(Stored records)
━━━━━━━━━━━━━━━━

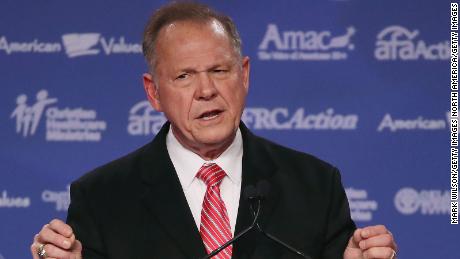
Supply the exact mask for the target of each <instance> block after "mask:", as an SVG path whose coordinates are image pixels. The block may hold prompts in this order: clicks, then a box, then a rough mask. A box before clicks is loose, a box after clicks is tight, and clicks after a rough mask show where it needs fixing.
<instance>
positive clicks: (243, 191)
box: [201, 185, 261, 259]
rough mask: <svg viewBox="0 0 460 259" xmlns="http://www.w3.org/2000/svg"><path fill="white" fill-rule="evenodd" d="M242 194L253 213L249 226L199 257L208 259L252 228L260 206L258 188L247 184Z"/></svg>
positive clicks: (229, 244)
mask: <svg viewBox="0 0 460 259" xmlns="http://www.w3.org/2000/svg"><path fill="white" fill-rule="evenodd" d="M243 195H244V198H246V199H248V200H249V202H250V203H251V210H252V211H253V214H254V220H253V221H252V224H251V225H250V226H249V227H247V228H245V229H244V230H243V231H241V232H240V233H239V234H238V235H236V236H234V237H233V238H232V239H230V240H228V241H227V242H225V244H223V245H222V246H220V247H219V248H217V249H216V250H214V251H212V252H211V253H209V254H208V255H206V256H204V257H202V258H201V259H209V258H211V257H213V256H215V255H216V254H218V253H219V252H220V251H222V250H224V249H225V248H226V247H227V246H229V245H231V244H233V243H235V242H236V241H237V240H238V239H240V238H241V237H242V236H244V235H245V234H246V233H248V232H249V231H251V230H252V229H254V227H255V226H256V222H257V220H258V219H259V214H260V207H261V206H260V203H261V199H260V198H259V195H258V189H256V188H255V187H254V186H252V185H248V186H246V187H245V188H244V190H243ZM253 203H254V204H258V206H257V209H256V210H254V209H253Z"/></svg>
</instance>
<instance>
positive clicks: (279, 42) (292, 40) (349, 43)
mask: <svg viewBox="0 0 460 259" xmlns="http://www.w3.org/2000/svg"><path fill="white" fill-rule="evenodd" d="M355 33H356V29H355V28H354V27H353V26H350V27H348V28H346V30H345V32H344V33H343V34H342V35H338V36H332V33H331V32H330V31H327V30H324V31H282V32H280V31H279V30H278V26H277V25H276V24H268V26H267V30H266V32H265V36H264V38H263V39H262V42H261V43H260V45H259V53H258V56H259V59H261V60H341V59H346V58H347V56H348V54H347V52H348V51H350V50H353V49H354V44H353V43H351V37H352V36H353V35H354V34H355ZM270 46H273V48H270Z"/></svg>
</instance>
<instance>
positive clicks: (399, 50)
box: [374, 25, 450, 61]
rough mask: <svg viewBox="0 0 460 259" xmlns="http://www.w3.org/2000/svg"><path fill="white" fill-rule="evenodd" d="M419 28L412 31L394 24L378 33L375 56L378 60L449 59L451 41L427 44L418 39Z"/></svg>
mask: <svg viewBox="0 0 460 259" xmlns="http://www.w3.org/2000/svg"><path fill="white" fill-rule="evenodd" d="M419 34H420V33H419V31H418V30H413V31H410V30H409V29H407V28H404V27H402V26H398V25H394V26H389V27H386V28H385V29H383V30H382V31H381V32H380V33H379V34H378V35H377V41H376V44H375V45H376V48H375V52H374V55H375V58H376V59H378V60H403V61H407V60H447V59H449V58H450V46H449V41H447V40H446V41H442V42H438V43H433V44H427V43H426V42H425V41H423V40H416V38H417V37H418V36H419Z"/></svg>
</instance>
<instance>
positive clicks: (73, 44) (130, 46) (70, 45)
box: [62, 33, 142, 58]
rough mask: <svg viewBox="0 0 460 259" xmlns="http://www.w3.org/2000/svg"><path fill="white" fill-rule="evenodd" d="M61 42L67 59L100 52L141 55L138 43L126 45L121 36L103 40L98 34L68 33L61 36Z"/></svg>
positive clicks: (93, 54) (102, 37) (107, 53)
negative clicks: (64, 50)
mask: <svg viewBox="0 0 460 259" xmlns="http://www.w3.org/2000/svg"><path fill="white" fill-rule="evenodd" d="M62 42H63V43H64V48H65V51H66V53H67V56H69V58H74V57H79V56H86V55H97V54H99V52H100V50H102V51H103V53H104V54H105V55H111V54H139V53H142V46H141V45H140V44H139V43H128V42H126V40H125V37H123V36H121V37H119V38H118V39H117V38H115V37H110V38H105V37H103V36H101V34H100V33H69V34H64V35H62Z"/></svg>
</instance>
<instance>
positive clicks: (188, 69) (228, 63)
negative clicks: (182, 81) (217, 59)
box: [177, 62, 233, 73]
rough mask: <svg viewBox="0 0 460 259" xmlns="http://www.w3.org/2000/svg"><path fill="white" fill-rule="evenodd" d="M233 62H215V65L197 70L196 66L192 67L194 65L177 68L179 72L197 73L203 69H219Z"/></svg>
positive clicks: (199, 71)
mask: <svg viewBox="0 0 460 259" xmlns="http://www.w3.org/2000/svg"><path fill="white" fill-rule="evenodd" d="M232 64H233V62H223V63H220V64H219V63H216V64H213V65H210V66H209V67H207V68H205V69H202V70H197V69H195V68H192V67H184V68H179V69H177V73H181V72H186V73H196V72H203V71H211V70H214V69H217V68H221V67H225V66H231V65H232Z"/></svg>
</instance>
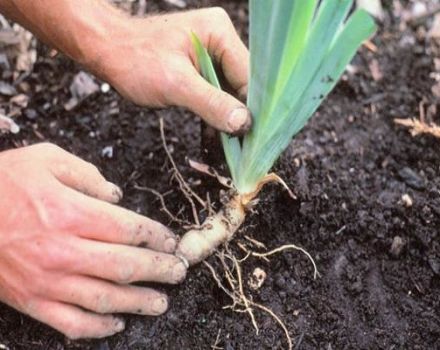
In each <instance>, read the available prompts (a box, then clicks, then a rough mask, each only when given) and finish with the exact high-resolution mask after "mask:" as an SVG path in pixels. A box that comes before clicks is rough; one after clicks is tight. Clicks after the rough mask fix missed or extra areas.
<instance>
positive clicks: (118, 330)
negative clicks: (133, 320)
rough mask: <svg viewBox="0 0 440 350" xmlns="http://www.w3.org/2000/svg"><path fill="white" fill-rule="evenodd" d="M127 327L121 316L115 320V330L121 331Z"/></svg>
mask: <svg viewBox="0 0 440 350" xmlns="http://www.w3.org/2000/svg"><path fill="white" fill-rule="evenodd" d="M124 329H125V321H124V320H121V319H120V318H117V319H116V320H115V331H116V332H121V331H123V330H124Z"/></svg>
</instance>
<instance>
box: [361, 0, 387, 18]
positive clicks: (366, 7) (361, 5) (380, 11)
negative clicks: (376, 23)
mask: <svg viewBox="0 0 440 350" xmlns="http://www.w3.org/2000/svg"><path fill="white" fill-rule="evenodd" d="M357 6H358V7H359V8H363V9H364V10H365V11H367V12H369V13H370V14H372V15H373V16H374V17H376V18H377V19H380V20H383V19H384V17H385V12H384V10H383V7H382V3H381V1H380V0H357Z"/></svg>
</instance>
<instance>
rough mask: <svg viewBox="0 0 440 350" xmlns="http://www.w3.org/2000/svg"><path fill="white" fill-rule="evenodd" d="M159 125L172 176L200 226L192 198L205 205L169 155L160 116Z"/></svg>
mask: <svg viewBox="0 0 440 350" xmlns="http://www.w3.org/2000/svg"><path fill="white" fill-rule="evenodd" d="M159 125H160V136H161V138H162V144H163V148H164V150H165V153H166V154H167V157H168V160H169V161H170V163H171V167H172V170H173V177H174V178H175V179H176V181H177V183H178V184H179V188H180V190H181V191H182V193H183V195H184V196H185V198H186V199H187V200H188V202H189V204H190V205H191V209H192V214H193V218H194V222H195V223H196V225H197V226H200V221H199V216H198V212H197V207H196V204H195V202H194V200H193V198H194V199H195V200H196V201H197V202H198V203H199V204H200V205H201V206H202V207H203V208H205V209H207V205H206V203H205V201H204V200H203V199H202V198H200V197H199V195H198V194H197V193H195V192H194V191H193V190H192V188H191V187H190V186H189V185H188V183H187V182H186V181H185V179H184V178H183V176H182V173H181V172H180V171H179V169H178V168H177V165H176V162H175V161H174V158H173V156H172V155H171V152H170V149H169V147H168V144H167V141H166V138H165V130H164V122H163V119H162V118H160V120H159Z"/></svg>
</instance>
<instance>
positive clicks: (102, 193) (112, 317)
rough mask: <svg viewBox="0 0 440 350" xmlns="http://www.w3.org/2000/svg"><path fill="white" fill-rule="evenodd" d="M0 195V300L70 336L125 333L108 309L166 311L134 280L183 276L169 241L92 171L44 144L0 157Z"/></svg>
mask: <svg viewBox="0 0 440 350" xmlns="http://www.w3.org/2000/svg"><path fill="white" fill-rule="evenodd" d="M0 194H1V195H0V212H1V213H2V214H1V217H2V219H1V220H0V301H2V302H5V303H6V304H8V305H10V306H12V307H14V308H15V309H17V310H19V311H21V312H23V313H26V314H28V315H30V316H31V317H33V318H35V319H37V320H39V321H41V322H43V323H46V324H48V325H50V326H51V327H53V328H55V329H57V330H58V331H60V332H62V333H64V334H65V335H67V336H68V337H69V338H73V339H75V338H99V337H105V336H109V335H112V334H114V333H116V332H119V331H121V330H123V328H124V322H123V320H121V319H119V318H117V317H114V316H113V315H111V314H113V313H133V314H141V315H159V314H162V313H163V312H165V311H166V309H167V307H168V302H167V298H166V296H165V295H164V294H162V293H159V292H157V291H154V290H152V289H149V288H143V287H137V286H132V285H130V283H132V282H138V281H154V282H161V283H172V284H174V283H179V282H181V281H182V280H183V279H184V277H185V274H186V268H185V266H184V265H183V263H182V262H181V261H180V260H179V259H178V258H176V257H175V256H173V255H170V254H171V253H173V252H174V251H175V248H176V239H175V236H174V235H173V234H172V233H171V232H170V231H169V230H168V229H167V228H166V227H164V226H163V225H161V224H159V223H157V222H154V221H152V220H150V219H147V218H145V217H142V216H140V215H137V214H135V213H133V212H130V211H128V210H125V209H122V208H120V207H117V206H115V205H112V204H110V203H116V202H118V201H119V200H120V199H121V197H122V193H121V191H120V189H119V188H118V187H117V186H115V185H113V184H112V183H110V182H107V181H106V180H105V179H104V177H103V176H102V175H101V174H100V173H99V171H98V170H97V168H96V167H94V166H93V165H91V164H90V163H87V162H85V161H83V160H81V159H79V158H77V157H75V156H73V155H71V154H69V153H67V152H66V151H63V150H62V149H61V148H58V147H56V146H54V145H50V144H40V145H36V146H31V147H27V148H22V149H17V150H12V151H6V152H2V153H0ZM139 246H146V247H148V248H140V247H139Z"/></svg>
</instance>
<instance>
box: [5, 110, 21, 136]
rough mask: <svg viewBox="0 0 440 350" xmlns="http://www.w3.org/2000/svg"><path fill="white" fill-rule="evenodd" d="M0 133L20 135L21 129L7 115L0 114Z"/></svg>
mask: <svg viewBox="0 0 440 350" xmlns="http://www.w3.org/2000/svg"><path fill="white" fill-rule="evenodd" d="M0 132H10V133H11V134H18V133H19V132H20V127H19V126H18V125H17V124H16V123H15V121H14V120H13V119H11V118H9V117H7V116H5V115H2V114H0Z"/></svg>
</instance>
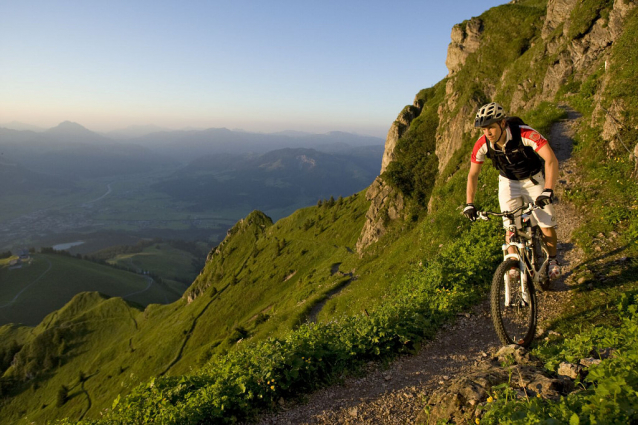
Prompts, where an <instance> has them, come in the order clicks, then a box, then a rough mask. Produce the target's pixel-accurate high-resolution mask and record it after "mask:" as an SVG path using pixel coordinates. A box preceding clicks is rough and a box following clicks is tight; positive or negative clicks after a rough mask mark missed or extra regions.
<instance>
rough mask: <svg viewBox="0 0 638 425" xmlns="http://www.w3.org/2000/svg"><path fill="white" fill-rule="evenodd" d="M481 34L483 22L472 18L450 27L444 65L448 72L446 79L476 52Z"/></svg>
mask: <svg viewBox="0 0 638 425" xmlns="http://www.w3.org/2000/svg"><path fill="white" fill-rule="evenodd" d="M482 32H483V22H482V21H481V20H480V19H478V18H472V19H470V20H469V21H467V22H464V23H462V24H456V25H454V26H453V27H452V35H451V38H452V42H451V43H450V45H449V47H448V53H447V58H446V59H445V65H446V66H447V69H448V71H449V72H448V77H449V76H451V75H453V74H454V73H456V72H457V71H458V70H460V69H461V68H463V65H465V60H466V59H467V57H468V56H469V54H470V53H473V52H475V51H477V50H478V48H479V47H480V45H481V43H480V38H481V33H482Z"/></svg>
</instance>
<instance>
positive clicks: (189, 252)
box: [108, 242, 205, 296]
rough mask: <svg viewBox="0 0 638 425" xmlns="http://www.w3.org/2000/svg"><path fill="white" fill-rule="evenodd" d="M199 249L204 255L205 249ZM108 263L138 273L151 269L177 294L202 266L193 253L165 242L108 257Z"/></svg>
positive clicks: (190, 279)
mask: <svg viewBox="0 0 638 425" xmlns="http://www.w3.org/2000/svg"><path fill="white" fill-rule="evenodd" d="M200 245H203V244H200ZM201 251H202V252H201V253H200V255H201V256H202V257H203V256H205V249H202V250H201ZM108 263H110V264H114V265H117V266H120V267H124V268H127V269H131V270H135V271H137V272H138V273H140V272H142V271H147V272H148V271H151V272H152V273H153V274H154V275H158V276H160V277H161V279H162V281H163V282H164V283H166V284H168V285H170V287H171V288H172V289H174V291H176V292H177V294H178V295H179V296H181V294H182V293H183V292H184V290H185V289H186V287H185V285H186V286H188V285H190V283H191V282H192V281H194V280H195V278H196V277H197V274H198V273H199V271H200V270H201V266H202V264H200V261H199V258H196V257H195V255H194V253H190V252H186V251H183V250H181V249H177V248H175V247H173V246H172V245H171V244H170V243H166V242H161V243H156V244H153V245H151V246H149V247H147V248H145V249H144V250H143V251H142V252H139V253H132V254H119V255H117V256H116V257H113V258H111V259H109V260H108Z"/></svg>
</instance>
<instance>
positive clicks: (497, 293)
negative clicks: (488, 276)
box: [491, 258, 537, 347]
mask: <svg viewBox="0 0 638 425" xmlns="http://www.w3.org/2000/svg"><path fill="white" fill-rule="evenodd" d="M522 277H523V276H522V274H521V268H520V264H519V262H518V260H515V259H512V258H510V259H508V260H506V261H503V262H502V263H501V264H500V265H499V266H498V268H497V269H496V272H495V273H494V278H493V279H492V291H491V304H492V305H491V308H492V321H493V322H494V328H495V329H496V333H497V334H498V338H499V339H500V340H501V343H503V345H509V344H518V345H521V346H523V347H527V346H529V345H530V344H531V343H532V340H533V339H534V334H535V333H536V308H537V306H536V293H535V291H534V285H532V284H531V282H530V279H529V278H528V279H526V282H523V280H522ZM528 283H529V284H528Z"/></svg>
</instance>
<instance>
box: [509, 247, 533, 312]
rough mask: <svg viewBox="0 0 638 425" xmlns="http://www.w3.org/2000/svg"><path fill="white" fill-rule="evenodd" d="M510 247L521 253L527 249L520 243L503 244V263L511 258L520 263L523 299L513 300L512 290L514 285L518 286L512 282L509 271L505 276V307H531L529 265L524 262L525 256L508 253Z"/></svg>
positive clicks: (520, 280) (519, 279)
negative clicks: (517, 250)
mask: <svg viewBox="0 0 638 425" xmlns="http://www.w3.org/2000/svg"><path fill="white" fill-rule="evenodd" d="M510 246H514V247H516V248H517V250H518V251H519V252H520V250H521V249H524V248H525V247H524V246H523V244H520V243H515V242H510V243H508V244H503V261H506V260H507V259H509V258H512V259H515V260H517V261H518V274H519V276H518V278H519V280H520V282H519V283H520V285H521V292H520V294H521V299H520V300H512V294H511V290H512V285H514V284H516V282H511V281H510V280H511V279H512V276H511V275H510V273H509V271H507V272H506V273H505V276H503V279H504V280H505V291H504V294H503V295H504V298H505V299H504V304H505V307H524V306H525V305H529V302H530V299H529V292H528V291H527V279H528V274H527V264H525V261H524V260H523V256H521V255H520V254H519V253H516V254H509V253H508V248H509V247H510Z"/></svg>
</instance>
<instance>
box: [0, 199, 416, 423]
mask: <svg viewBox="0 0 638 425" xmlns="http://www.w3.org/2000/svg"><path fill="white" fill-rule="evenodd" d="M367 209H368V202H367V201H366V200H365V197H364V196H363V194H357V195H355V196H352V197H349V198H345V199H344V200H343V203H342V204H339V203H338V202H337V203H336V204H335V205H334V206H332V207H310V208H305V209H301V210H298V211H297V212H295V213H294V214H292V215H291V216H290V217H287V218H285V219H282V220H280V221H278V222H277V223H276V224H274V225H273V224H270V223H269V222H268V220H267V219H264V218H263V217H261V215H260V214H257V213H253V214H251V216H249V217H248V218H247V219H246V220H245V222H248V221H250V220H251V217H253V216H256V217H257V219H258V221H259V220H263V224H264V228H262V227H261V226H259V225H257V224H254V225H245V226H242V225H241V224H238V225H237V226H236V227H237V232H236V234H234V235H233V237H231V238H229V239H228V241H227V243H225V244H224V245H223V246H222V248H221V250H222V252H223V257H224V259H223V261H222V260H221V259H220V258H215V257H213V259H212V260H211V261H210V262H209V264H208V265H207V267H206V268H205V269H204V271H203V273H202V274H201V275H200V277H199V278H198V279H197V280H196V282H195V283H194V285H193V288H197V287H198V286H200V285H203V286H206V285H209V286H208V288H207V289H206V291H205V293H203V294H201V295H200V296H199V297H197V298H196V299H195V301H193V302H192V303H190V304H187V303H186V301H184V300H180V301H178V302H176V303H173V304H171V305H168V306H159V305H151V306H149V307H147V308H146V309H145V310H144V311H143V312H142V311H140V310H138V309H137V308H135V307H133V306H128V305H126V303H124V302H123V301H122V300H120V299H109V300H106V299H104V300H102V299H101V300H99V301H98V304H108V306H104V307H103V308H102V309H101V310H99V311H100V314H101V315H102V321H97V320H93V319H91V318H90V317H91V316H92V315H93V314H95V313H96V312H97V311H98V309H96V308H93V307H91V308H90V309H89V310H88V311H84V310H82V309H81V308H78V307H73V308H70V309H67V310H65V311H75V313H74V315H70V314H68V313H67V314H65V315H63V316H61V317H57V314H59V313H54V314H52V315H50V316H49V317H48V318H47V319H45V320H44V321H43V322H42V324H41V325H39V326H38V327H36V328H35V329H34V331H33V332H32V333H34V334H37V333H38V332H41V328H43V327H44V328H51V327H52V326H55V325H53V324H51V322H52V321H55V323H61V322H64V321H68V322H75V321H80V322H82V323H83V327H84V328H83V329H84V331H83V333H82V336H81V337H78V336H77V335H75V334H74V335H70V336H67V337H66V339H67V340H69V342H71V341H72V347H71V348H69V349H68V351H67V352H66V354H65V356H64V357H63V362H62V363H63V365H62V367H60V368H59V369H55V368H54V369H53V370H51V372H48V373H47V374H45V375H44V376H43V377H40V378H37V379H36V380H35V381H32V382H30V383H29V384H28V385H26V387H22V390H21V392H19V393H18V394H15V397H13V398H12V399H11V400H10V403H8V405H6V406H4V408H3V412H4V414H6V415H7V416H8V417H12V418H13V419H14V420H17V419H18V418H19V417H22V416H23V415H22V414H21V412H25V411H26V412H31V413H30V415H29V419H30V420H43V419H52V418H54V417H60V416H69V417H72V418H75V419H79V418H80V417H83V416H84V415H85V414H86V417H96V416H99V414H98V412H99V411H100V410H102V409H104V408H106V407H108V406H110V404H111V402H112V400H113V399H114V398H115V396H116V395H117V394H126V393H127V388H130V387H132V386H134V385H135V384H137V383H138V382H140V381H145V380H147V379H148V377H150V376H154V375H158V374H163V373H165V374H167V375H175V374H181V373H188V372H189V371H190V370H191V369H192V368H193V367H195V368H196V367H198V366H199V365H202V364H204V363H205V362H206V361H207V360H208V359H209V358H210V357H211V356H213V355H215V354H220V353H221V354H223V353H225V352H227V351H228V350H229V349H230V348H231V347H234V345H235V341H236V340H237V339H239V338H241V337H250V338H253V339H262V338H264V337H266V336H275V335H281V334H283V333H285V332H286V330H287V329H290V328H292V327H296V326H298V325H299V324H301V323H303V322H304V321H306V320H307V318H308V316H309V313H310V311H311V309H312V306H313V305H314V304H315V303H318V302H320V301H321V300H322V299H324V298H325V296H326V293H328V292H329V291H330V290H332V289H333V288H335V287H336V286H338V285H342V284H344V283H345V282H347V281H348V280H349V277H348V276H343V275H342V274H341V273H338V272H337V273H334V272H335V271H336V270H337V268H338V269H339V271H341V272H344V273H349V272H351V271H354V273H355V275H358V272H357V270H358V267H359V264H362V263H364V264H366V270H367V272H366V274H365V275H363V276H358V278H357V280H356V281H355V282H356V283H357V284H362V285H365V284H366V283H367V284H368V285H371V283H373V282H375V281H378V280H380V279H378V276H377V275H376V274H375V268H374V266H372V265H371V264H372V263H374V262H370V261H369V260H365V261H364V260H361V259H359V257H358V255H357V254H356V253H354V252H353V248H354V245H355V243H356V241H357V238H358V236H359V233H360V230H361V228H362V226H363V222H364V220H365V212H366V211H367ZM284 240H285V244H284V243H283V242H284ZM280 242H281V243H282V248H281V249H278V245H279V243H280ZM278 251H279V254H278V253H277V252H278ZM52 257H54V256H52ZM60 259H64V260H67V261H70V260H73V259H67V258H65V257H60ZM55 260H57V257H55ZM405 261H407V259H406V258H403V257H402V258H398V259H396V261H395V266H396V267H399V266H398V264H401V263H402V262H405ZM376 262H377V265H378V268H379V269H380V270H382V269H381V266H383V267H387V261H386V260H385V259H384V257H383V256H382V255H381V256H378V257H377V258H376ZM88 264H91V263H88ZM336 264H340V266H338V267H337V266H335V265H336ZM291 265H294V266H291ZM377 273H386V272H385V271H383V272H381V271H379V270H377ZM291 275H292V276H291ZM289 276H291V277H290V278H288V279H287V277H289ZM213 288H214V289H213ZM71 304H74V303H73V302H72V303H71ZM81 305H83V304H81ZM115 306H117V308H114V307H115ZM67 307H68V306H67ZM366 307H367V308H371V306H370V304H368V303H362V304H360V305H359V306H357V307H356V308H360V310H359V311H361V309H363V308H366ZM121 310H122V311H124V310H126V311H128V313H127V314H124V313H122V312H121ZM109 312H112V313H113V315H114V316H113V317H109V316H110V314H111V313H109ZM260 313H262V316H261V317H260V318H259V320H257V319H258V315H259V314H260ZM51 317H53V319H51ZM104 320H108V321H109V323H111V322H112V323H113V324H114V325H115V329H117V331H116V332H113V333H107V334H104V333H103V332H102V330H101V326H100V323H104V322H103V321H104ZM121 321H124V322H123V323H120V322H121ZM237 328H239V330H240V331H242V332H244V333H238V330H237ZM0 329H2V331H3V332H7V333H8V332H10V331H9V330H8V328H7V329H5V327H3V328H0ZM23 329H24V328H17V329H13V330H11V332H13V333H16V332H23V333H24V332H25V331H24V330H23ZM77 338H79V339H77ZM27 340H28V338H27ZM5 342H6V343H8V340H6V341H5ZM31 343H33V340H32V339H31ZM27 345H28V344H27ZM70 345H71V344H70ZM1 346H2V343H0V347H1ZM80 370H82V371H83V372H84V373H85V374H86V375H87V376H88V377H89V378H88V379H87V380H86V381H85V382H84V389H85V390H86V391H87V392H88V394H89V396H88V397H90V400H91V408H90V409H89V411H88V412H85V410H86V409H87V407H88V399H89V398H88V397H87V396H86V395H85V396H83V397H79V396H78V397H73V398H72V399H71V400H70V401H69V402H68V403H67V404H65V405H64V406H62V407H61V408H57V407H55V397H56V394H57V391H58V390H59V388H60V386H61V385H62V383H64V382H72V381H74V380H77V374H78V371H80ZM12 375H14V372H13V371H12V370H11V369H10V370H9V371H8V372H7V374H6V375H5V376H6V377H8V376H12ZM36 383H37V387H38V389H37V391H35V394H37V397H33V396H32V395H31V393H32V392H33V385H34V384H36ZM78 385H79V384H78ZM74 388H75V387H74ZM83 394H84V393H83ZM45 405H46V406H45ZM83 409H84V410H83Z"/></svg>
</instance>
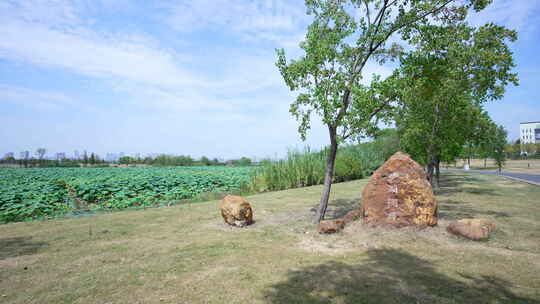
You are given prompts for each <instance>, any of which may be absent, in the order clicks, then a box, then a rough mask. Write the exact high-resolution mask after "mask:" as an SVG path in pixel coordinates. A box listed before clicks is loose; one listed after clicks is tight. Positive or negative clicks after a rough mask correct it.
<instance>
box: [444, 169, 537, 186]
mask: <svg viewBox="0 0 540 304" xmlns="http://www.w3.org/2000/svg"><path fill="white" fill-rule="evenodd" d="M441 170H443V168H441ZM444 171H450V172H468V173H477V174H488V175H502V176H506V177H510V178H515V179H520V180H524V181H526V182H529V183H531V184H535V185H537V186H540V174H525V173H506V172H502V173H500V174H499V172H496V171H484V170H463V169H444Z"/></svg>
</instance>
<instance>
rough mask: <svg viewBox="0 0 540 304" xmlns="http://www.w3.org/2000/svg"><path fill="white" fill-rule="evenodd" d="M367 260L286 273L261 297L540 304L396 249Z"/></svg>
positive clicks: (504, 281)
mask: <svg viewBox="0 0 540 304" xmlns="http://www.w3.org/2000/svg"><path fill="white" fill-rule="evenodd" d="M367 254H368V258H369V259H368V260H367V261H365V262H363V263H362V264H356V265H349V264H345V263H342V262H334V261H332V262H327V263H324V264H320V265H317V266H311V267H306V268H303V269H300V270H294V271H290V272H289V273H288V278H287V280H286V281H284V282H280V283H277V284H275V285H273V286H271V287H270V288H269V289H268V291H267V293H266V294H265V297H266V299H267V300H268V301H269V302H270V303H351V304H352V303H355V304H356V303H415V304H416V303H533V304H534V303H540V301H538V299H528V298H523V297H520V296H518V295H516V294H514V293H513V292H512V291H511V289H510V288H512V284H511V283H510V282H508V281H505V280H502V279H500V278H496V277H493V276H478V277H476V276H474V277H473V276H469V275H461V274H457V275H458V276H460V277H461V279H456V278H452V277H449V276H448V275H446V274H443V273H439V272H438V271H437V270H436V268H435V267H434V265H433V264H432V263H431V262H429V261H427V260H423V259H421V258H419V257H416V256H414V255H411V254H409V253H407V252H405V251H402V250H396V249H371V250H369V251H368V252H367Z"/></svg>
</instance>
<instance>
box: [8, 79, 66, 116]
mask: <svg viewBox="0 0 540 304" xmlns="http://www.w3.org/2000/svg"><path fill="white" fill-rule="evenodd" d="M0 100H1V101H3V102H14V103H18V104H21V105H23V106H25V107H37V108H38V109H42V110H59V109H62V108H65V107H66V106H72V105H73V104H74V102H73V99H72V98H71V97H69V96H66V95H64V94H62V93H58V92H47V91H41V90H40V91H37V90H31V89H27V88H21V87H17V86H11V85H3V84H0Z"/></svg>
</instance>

━━━━━━━━━━━━━━━━

## What to produce
Repeat only the lines between the start of the data and the line with "194L253 213L249 226L199", including those two lines, and skip the pictures.

## Answer to the exercise
Supply the exact mask for the target of each <instance> block after "mask:", as an SVG path whose coordinates are image pixels. The block may hold prompts in this order: clicks, then a box, then a rough mask. A box before clicks is loose, a box after clicks is tight, and clicks after a rough mask show where it needs fixing.
<instance>
positive clicks: (243, 191)
box: [201, 185, 261, 259]
rough mask: <svg viewBox="0 0 460 259" xmlns="http://www.w3.org/2000/svg"><path fill="white" fill-rule="evenodd" d="M242 194L253 213L249 226L199 257L208 259L252 228L260 206L258 188L247 184Z"/></svg>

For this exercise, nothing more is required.